# Exercise description
Return the stretch from the line with "Step 1: scan the image for dark hair." through the line with "Step 1: scan the image for maroon" in the data below, character for character, skipping all pictures.

# Data shown
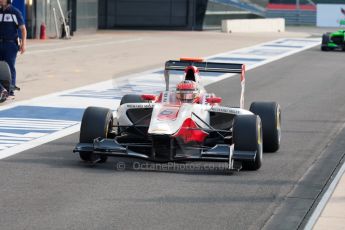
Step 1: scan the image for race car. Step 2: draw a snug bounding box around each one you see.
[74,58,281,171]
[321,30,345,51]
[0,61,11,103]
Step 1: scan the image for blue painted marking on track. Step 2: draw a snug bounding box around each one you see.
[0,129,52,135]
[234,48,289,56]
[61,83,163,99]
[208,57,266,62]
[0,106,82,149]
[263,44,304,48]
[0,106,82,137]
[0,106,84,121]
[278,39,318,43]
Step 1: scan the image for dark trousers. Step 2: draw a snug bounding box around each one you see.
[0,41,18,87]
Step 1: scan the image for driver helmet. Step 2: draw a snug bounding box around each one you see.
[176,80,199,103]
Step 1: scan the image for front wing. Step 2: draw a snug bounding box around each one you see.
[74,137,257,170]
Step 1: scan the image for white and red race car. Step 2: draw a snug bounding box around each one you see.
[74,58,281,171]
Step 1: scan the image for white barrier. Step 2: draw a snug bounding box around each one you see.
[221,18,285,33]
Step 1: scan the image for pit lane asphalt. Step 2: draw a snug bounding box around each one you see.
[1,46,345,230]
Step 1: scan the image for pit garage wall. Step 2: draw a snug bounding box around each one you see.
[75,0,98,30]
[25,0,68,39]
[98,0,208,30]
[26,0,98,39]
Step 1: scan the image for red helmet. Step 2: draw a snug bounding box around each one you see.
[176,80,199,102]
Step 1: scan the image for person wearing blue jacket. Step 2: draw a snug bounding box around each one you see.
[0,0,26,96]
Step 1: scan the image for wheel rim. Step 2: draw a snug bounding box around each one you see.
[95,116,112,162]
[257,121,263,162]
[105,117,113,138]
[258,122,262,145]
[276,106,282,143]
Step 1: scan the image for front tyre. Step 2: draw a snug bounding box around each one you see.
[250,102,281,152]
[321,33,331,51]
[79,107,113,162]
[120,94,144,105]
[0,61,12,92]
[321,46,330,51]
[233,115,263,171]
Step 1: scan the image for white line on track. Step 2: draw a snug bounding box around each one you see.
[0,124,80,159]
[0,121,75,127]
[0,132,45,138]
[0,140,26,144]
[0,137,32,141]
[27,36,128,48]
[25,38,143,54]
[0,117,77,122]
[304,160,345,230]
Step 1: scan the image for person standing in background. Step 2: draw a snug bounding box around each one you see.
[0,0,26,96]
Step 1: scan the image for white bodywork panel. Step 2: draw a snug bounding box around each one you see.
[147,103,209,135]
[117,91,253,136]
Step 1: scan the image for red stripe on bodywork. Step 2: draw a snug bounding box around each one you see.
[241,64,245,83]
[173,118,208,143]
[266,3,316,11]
==
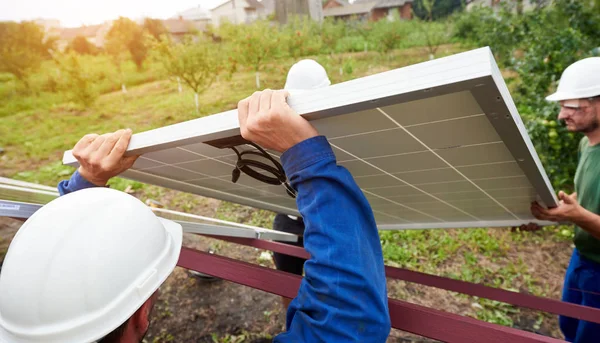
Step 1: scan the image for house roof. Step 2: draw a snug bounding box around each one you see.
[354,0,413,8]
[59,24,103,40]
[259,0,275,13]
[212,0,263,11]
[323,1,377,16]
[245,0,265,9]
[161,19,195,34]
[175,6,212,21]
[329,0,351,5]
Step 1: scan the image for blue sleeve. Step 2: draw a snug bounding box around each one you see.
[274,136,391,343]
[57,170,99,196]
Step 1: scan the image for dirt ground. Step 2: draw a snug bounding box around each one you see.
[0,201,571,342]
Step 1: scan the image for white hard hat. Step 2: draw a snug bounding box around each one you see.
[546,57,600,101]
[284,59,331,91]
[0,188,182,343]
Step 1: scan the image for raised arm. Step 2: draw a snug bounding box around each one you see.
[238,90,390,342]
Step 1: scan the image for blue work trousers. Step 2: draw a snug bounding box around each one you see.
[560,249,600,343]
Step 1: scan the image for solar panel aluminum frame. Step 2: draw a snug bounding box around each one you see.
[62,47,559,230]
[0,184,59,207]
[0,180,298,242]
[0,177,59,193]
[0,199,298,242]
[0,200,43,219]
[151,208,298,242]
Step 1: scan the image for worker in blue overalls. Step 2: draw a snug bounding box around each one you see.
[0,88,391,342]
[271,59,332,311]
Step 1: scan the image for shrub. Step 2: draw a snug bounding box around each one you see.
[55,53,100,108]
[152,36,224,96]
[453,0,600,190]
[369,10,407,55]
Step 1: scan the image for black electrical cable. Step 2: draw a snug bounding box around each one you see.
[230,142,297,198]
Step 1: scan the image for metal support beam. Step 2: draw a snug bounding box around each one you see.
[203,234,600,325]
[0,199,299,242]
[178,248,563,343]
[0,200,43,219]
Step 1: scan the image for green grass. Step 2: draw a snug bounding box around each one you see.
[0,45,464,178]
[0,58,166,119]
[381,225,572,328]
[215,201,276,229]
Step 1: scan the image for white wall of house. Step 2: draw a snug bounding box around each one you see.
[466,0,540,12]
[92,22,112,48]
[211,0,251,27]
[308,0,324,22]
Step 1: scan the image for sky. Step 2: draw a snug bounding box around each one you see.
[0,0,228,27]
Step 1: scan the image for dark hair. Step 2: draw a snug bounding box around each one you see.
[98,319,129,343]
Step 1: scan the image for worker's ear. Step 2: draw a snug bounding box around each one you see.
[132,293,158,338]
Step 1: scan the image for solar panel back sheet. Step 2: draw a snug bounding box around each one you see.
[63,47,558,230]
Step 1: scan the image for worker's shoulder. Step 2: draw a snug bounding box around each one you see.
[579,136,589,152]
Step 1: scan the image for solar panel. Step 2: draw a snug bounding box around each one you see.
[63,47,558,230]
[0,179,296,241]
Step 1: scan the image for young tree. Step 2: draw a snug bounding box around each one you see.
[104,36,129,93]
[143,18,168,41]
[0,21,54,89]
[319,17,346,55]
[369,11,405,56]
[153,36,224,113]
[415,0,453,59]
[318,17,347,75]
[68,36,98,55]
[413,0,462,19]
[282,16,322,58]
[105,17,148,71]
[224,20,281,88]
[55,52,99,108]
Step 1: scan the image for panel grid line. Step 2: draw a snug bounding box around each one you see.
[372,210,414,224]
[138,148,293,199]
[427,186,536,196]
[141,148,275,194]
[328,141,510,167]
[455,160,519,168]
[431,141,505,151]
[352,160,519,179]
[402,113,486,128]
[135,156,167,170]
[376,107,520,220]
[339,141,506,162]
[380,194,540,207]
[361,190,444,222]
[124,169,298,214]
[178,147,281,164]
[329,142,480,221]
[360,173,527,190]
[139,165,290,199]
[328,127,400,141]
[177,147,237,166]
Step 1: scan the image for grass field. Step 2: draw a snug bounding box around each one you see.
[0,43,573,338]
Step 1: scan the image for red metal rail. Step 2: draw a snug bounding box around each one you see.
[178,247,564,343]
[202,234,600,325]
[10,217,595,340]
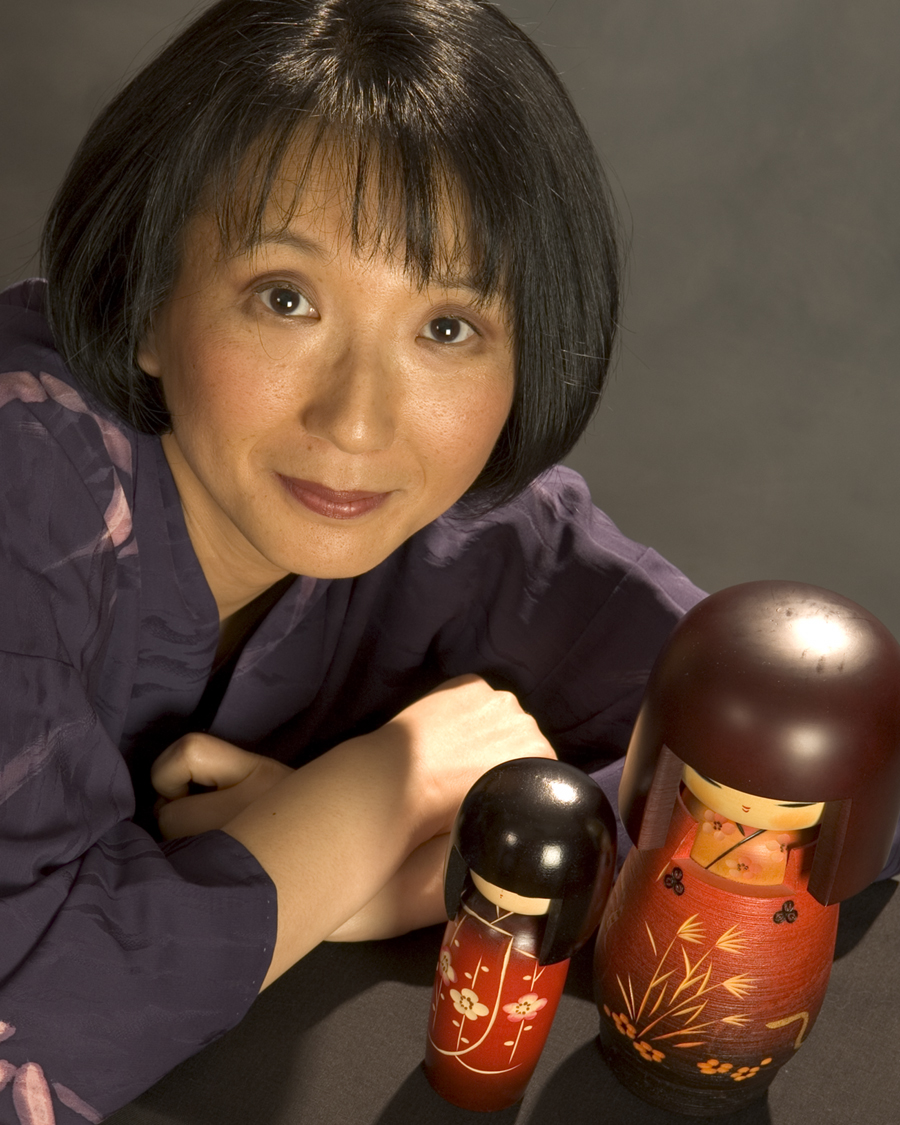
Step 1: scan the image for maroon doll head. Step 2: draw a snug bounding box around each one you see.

# Answer area
Step 1: scan the image for dark hair. Step 2: draw a snug bounding box around each one you see.
[98,319,129,343]
Step 1: scan the image for worker's ear. Step 2: draw a snug bounding box around each one you see.
[132,293,158,338]
Step 1: scan the image for solar panel back sheet. Step 2: draw a snug bounding box around each one you see.
[63,47,558,230]
Step 1: scan the image for worker's shoulder. Step 2: draw a snug bounding box around each one you see.
[579,136,589,152]
Step 1: scan the image for solar panel. Step 2: draw a snug bounding box around each one you see.
[63,47,558,230]
[0,179,296,241]
Step 1: scan the image for young tree. Step 2: draw a snug bounding box around each one you see.
[104,36,129,93]
[143,18,168,41]
[0,21,54,89]
[319,17,346,55]
[369,11,405,56]
[153,36,224,113]
[415,0,453,59]
[318,17,347,75]
[68,36,98,55]
[413,0,462,19]
[282,16,322,58]
[105,17,148,71]
[224,20,281,88]
[55,52,99,108]
Step 1: scan the image for panel grid line. Step 2: draw a snug bounding box around each one you see.
[372,210,414,224]
[138,148,293,199]
[427,186,536,196]
[141,148,275,194]
[328,141,510,167]
[455,160,519,168]
[431,141,505,151]
[352,160,519,179]
[402,113,486,128]
[135,156,167,170]
[376,107,520,220]
[339,141,506,162]
[380,194,540,207]
[361,190,444,222]
[124,169,298,214]
[178,147,281,164]
[329,142,480,221]
[360,173,527,190]
[139,165,290,199]
[328,127,400,141]
[177,147,237,166]
Step 1: scan the image for grass field. Step 2: draw a snug bounding box around each one you see.
[0,43,573,338]
Step 1: scan the image for red metal rail. Step 2: draw a snug bounding box around each one you see.
[178,247,564,343]
[202,234,600,325]
[10,217,595,340]
Step 1: scan the image for maroon doll head. Step 2: draw a snug bounding box around each one you see.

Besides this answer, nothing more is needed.